**PROBLEM STATEMENT**:
Search the data below, and report every line in which "roof" occurs.

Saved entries
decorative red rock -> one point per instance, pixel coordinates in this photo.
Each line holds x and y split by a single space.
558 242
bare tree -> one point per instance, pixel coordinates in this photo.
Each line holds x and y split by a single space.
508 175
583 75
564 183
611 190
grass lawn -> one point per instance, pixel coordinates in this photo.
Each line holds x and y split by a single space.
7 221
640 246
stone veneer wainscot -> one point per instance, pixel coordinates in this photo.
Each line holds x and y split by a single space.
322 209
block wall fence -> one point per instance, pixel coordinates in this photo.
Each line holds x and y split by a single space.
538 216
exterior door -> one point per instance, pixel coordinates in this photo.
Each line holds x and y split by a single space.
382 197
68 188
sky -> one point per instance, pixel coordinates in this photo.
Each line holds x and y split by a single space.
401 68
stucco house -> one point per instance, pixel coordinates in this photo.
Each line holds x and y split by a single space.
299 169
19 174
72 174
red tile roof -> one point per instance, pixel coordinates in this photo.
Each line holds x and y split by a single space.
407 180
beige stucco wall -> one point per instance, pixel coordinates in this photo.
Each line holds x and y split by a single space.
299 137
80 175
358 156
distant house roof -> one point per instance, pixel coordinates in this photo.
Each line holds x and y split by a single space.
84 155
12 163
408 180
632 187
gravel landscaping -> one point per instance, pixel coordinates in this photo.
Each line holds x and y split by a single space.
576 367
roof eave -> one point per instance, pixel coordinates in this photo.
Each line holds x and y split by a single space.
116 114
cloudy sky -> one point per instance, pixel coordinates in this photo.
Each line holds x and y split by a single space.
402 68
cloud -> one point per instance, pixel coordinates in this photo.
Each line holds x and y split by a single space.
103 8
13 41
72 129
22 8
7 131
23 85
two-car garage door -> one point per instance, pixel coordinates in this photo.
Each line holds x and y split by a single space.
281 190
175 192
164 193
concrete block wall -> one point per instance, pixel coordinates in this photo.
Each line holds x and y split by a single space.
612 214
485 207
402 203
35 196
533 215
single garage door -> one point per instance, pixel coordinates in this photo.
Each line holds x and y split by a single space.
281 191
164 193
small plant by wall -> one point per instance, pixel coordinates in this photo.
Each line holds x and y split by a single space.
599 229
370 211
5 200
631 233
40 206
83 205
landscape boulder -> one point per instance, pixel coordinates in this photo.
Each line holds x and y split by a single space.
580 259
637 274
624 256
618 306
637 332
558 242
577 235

**FINAL ANSWER**:
red tile roof -> one point per instance, pixel coordinates in this photo.
distant house roof -> one point per instance, pixel coordinates in this photo.
roof eave -> one point per instance, pixel coordinates in this photo.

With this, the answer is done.